* [Blok tekstu]:
• • • • • • •

Wywiady
Ulga na robotyzację. Czas na inwestycję. Rozwoju czas. Cz.1/2
Ulga na robotyzację. Czas na inwestycję. Rozwoju czas. Cz.1/2
Planowana i dyskutowana od co najmniej dwóch lat ulga na robotyzację, za moment wchodzi w życie. 1 stycznia 2022 to dzień, który może okazać się ważnym impulsem do inwestycji w pierwszego i kolejnego robota. Mimo obserwowanego ostatnio znaczącego ożywienia w dziedzinie automatyzacji i robotyzacji, polski przemysł wciąż mocno odstaje pod tym względem i od światowych liderów, i sąsiadów. Polska obecnie jest jednym z najmniej zrobotyzowanych i zautomatyzowanych krajów, jest krajem wytwórczym, produkcyjnym, o wielkim potencjale rozwojowym. O ile nastąpi automatyzacja i robotyzacja. Czy ulga na robotyzację przyniesie wyższe miejsce w rankingu najbardziej zrobotyzowanych gospodarek i da rozwój rodzimym firmom przemysłowym? O tym rozmawiam ze Stefanem Życzkowskim, prezesem ASTOR oraz Andrzejem Garbackim, członkiem zarządu ASTOR ds. robotyzacji
Ulga na robotyzację wchodzi w życie 1 stycznia 2022. Podpisana ustawa kończy toczącą się ponad dwa lata dyskusję, w którą, jako głos biznesu, przedstawiciel branży, byłeś zaangażowany. Wiązało się to z intensywną pracą w grupie roboczej w Ministerstwo Rozwoju, Pracy i Technologii [dawniej Ministerstwo Rozwoju]. Skąd pomysł włączenia się w konsultowanie ulgi?
Stefan Życzkowski, prezes ASTOR: Zacznę od tego, że ASTOR od samego początku aktywnie działa w Fundacji Platforma Przemysłu Przyszłości. Jestem członkiem Rady Fundacji. W maju 2020, właśnie z ramienia fundacji, ale jako głos biznesu, zostałem zaproszony do zespołu konsultacyjno-opiniującego działającego przy ówczesnym Ministerstwie Rozwoju. Cały proces podzielony był na trzy etapy. Co ważne, na ostatnim etapie konsultacji [sierpień 2020], obecni byli przedstawiciele wszystkich dużych dostawców robotów w Polsce. Powstała wtedy definicja robota, co dało spójne rozumienie dla całej branży, tak istotne dla przedsiębiorców chcących inwestować w robotyzację. Najważniejszym wnioskiem, jaki wypłynął podczas prac od dostawców robotów, był ten, że stosowanie ulgi ma być maksymalnie proste. Czy tak się stało?
Ulga na robotyzację
Zagadnienia z ustawy wraz z komentarzem eksperckim Stefana Życzkowskiego
Tu dochodzimy do założeń i tego, co przyświecało inicjatorom ulgi robotowej.

• • • • • • •

* [Rekordy]:

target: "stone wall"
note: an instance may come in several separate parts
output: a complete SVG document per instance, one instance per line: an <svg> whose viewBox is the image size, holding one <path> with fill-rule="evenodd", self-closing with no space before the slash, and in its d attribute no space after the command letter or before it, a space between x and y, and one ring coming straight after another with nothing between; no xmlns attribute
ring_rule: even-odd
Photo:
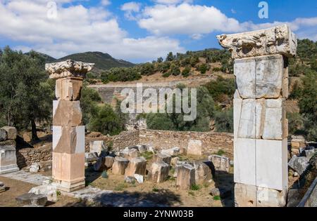
<svg viewBox="0 0 317 221"><path fill-rule="evenodd" d="M17 149L16 157L17 164L20 168L30 166L33 163L51 161L51 145Z"/></svg>

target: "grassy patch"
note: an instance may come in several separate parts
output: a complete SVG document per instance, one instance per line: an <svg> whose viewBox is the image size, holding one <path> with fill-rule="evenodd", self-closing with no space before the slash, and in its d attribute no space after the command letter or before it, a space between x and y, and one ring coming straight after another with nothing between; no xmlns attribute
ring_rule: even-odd
<svg viewBox="0 0 317 221"><path fill-rule="evenodd" d="M153 152L147 151L141 154L141 156L144 157L147 160L150 160L153 158Z"/></svg>
<svg viewBox="0 0 317 221"><path fill-rule="evenodd" d="M200 185L192 185L192 187L190 187L190 189L192 190L199 190L201 188Z"/></svg>

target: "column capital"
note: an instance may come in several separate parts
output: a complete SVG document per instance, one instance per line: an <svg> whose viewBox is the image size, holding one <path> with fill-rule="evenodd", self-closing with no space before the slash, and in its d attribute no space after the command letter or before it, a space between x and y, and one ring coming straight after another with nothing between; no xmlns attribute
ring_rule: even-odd
<svg viewBox="0 0 317 221"><path fill-rule="evenodd" d="M57 79L69 76L84 79L86 74L94 67L93 63L85 63L73 60L67 60L61 62L45 65L45 69L49 74L49 78Z"/></svg>
<svg viewBox="0 0 317 221"><path fill-rule="evenodd" d="M274 54L296 55L297 39L287 25L253 32L217 36L234 59Z"/></svg>

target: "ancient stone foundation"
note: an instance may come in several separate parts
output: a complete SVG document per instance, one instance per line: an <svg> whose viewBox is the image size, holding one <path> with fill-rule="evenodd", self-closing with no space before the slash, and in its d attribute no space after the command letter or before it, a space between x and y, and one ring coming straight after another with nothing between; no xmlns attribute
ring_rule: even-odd
<svg viewBox="0 0 317 221"><path fill-rule="evenodd" d="M94 64L68 60L46 64L56 79L53 101L53 171L58 189L72 192L85 187L85 126L82 125L80 92Z"/></svg>
<svg viewBox="0 0 317 221"><path fill-rule="evenodd" d="M284 206L287 192L287 58L297 39L287 25L217 38L235 59L236 206Z"/></svg>

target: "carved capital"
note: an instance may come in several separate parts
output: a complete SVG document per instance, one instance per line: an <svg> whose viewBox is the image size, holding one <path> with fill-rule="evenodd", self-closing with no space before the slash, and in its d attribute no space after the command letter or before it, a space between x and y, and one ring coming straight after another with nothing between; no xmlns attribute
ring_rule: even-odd
<svg viewBox="0 0 317 221"><path fill-rule="evenodd" d="M57 63L45 65L45 69L50 79L61 79L68 76L85 78L86 74L94 67L93 63L85 63L73 60L67 60Z"/></svg>
<svg viewBox="0 0 317 221"><path fill-rule="evenodd" d="M282 54L296 55L297 39L287 25L257 31L217 36L219 43L232 58Z"/></svg>

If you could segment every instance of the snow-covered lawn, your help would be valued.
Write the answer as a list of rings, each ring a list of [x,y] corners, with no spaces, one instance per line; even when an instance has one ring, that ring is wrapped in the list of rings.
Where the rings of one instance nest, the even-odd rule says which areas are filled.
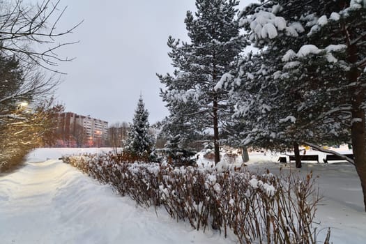
[[[24,167],[0,176],[1,243],[235,243],[211,231],[193,231],[170,218],[163,209],[136,206],[105,185],[61,162],[63,154],[96,153],[107,148],[41,148],[31,152]],[[298,171],[270,162],[277,155],[252,154],[247,167],[277,174]],[[47,160],[49,159],[49,160]],[[304,164],[301,174],[319,176],[323,205],[319,229],[332,228],[333,243],[363,243],[366,214],[359,180],[346,163]],[[323,239],[319,237],[319,240]]]

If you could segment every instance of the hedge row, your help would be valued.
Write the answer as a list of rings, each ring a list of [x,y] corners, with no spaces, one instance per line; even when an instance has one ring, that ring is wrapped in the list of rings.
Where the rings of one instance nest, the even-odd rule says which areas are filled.
[[[229,231],[240,243],[316,243],[314,227],[320,199],[310,174],[222,172],[214,167],[174,167],[168,164],[128,162],[112,154],[67,157],[64,162],[139,204],[162,206],[197,230]],[[324,243],[329,243],[328,230]]]

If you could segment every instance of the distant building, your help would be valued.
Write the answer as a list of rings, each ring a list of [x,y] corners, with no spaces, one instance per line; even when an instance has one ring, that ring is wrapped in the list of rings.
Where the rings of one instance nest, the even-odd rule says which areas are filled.
[[[56,146],[100,147],[108,142],[108,122],[72,112],[61,113],[57,119]]]

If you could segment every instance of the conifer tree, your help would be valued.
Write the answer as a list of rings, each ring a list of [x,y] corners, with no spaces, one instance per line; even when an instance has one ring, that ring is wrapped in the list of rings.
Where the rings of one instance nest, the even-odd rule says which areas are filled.
[[[135,111],[133,123],[127,135],[125,150],[138,157],[150,158],[153,151],[153,138],[148,133],[148,112],[140,96]]]
[[[192,130],[212,129],[215,162],[220,161],[220,128],[227,114],[229,96],[217,84],[237,66],[246,44],[235,19],[238,3],[236,0],[197,0],[195,15],[188,11],[185,20],[190,42],[168,40],[176,71],[173,75],[158,75],[166,87],[160,96],[170,112],[167,121],[179,121],[179,126],[188,129],[182,138]]]
[[[251,96],[238,111],[257,116],[247,142],[319,148],[351,139],[354,160],[347,160],[360,176],[366,208],[366,2],[261,1],[241,20],[262,50],[251,66],[241,67],[242,84],[253,90],[245,89]]]

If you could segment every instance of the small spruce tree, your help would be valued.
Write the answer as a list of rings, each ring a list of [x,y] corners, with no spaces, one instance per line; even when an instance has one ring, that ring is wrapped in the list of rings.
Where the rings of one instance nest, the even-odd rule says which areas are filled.
[[[140,96],[135,111],[133,123],[127,136],[125,151],[139,158],[150,158],[153,152],[154,140],[148,133],[148,112]]]

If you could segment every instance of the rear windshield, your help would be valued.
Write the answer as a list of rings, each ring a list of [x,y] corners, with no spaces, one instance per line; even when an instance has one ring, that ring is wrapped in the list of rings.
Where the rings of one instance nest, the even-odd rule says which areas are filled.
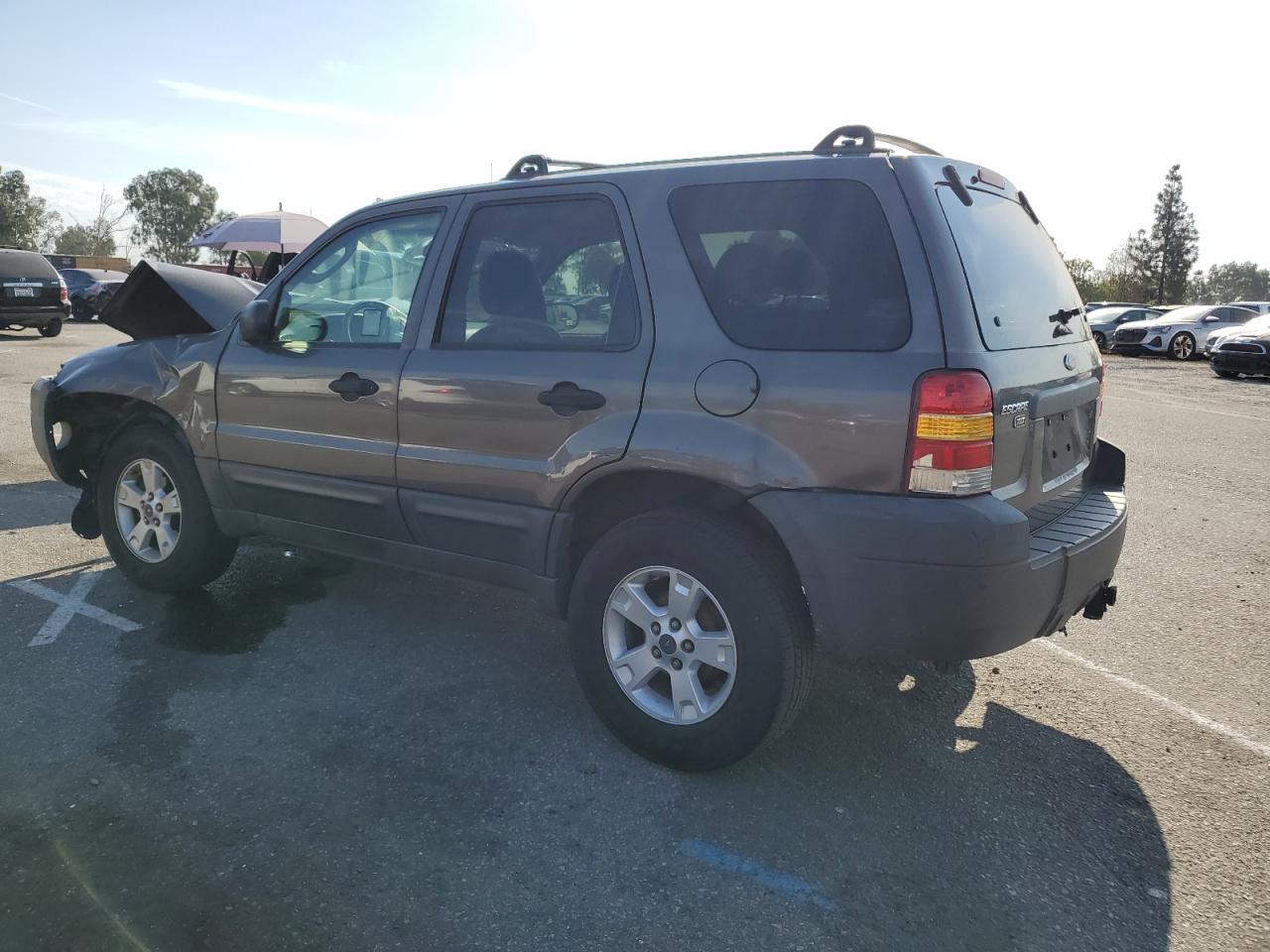
[[[48,259],[34,251],[0,251],[0,278],[34,278],[57,281],[57,272]]]
[[[973,194],[974,204],[964,206],[951,189],[939,189],[983,343],[989,350],[1011,350],[1086,340],[1081,296],[1045,228],[1017,202]]]
[[[770,350],[894,350],[912,322],[878,198],[843,179],[686,185],[671,216],[724,333]]]

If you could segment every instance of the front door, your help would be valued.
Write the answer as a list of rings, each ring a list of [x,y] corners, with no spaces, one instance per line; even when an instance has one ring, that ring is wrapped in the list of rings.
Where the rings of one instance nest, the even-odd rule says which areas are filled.
[[[398,382],[444,212],[343,230],[273,292],[272,340],[226,347],[216,438],[237,508],[408,538],[396,501]]]
[[[653,334],[621,194],[526,193],[465,206],[403,371],[398,479],[418,543],[541,572],[564,494],[626,451]]]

• • • • • • •

* [Wyzwanie]: Kontynuuj tekst o uldze na robotyzację, zaczynając zaraz po jego ostatnim zdaniu.

* [Rozwiązane zadanie]:
Wszystkie dostępne raporty mówią, że Polska obecnie jest jednym z najmniej zrobotyzowanych i zautomatyzowanych krajów. Optymistyczne jest to, że jest wytwórczym krajem produkcyjnym o wielkim potencjale rozwojowym. O ile nastąpi automatyzacja i robotyzacja. W związku z tym podstawowe założenia tej ulgi polegają na tym, żeby była ona powszechna, nieograniczona ilościowo, dostępna dla wszystkich podmiotów, bardzo łatwa w stosowaniu, a przy tym bez żadnej zbędnej administracji. Jest ulgą w podatku dochodowym, więc żeby z niej skorzystać trzeba mieć dochód.
Ile czasu ma przedsiębiorca inwestor na skorzystanie z ulgi?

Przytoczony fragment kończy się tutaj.